PROBLEM DESCRIPTION:
Would you please copy every line from the records that contains the word "facade"?

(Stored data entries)
★ ★ ★ ★ ★

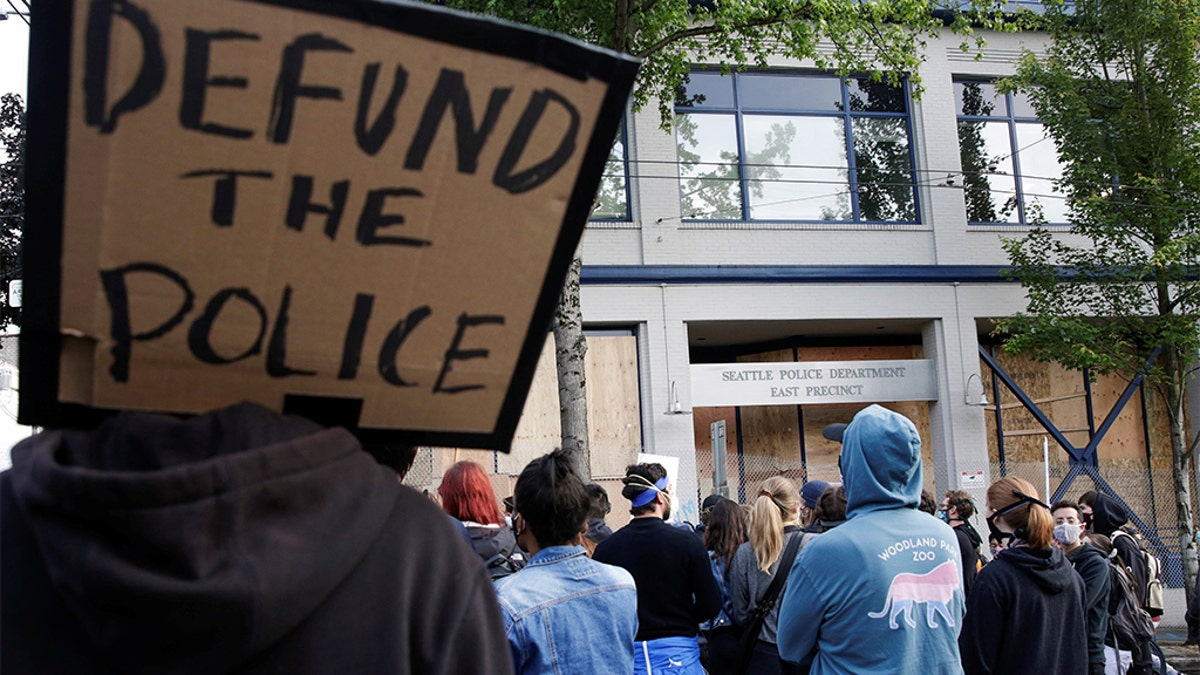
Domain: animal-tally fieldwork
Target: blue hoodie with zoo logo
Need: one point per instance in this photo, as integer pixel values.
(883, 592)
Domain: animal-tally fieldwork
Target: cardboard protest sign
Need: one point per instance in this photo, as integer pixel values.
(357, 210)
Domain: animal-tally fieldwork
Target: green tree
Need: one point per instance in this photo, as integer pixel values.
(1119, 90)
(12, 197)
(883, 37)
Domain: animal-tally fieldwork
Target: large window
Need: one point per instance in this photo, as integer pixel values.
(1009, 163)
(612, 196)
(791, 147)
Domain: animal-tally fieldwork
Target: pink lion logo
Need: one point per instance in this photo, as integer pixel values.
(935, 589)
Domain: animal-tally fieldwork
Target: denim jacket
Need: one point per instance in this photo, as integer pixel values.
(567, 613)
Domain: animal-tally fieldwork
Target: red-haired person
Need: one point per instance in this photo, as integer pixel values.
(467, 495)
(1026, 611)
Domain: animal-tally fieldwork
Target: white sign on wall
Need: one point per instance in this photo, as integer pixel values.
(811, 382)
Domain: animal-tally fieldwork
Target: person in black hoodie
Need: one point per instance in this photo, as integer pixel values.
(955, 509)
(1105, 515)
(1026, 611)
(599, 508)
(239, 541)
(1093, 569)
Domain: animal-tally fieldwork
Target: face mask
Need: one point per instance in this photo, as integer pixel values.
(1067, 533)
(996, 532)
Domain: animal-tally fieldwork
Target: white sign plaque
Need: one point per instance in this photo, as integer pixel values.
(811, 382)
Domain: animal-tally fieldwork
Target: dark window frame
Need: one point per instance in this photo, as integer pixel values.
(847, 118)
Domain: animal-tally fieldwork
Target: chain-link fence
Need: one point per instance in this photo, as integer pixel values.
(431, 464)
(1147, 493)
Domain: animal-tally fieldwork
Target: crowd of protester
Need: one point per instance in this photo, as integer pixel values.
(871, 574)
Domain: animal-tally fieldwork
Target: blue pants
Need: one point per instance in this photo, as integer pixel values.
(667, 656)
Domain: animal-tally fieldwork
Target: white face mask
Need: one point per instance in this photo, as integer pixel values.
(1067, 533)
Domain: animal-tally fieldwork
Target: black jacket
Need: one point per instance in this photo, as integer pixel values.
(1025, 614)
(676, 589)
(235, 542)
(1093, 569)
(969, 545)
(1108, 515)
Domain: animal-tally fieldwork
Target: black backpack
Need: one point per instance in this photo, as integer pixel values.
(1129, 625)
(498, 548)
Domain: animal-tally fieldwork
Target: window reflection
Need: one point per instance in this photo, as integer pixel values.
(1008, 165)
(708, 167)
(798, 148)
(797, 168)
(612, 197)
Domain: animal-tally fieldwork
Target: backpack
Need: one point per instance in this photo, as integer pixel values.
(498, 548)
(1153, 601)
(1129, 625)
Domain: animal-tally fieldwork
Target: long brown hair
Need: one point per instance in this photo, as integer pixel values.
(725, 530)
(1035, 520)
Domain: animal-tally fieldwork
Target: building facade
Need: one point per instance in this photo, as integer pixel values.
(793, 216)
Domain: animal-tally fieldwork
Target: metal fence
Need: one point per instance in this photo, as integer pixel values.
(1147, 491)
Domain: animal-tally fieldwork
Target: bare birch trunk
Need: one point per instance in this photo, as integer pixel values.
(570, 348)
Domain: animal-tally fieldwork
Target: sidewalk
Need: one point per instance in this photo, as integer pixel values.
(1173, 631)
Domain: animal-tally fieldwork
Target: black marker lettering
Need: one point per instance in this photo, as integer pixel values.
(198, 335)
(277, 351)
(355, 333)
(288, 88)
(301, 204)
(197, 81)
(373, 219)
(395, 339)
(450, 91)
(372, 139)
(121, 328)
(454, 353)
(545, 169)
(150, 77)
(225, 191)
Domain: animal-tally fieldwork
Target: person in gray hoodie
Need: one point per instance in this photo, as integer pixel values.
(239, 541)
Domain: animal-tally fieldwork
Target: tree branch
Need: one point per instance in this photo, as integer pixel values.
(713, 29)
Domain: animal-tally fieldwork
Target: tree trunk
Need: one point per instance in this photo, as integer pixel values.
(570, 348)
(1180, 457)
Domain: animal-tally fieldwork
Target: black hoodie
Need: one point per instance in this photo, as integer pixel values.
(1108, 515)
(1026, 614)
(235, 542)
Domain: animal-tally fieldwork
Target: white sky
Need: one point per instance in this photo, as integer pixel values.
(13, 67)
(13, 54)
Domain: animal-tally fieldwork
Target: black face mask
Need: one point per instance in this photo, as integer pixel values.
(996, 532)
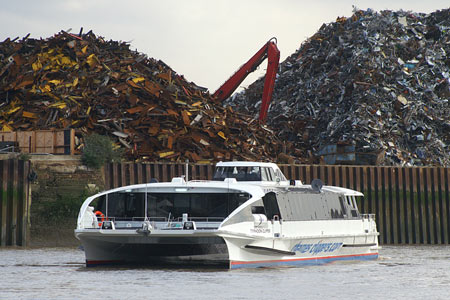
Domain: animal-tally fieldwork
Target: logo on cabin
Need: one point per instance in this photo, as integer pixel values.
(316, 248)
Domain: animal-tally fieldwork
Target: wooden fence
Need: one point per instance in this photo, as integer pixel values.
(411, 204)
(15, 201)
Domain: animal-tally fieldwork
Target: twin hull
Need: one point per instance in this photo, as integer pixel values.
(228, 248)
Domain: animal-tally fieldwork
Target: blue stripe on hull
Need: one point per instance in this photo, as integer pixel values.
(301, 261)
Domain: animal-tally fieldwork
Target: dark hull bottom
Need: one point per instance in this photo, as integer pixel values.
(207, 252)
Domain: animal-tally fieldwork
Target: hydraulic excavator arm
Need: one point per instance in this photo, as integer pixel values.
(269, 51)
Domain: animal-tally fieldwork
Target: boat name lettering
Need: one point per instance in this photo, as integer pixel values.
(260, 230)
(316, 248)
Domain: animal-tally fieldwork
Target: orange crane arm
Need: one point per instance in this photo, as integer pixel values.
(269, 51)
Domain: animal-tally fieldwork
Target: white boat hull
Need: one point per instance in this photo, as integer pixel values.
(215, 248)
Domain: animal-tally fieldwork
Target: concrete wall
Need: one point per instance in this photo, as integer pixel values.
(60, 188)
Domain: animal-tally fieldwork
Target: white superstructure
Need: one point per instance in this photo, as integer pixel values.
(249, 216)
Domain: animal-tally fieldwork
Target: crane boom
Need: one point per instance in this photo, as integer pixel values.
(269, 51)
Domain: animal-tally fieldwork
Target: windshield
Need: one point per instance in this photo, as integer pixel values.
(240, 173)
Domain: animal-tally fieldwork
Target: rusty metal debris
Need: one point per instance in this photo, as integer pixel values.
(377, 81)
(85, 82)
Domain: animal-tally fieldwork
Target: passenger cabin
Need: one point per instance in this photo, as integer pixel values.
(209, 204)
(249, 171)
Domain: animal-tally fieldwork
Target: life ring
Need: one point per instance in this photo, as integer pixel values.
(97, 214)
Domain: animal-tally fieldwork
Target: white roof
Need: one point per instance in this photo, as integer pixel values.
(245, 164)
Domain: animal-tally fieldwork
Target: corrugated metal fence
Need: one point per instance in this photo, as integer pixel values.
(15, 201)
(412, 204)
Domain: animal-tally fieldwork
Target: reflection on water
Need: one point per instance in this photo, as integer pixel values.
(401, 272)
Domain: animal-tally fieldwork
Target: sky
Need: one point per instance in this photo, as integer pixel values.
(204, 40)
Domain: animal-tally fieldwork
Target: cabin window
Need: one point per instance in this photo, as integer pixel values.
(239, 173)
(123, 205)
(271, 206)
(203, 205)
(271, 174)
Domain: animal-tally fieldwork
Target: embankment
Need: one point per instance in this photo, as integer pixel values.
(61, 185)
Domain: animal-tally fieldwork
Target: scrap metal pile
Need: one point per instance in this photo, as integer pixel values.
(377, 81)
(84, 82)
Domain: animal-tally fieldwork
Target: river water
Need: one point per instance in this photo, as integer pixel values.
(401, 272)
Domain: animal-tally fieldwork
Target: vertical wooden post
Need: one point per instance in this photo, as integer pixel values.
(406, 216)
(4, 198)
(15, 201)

★ ★ ★ ★ ★

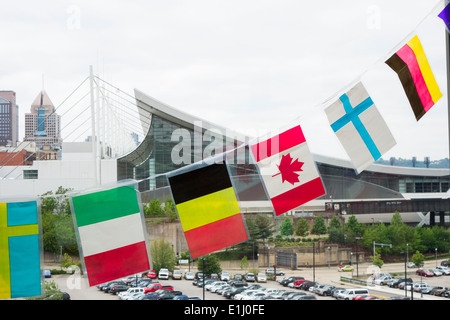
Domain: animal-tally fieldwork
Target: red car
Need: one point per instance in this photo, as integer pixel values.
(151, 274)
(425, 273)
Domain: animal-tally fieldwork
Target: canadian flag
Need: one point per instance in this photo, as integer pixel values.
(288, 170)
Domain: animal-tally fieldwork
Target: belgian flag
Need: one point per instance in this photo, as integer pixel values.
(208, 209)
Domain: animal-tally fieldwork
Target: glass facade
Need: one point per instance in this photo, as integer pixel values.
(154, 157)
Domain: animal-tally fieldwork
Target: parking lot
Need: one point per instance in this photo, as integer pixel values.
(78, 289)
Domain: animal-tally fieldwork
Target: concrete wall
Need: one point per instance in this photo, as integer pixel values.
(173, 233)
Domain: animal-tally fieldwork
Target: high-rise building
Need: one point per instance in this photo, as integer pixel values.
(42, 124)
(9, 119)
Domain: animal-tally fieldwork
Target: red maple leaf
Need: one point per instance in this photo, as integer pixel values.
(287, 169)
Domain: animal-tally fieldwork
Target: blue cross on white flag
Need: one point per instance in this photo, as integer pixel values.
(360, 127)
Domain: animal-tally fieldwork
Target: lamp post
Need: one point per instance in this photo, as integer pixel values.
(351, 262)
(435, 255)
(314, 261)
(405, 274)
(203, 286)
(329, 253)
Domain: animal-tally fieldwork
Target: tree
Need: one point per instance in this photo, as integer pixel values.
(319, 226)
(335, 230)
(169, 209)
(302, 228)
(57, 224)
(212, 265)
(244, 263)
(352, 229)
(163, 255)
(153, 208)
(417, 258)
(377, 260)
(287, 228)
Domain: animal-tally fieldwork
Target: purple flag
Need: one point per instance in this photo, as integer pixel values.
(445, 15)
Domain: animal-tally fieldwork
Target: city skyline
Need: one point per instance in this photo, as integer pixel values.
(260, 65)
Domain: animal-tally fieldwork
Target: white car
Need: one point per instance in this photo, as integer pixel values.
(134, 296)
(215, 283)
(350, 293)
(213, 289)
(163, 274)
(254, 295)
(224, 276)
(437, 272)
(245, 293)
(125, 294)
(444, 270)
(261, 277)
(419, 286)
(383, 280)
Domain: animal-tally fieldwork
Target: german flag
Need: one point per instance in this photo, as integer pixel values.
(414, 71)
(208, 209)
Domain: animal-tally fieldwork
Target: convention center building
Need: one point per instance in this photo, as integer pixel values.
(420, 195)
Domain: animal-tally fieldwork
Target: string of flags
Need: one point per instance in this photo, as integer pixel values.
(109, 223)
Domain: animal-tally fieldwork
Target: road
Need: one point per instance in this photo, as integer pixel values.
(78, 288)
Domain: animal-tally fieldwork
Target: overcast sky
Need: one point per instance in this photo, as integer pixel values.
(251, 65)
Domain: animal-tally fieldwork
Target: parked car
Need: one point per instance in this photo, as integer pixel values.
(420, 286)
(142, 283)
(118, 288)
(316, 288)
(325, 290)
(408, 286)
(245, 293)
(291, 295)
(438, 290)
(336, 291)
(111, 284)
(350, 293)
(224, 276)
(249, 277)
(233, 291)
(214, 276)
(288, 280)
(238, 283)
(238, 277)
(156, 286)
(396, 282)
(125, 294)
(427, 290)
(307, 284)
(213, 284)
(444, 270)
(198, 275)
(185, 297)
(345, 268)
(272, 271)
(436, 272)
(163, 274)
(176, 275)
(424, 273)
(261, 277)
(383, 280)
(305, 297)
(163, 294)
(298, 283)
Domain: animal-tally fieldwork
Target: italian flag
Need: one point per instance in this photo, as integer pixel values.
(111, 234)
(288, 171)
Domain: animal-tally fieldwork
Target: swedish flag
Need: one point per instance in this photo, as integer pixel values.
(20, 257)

★ ★ ★ ★ ★

WRITTEN SOLUTION:
Target: building facade
Target: glass facade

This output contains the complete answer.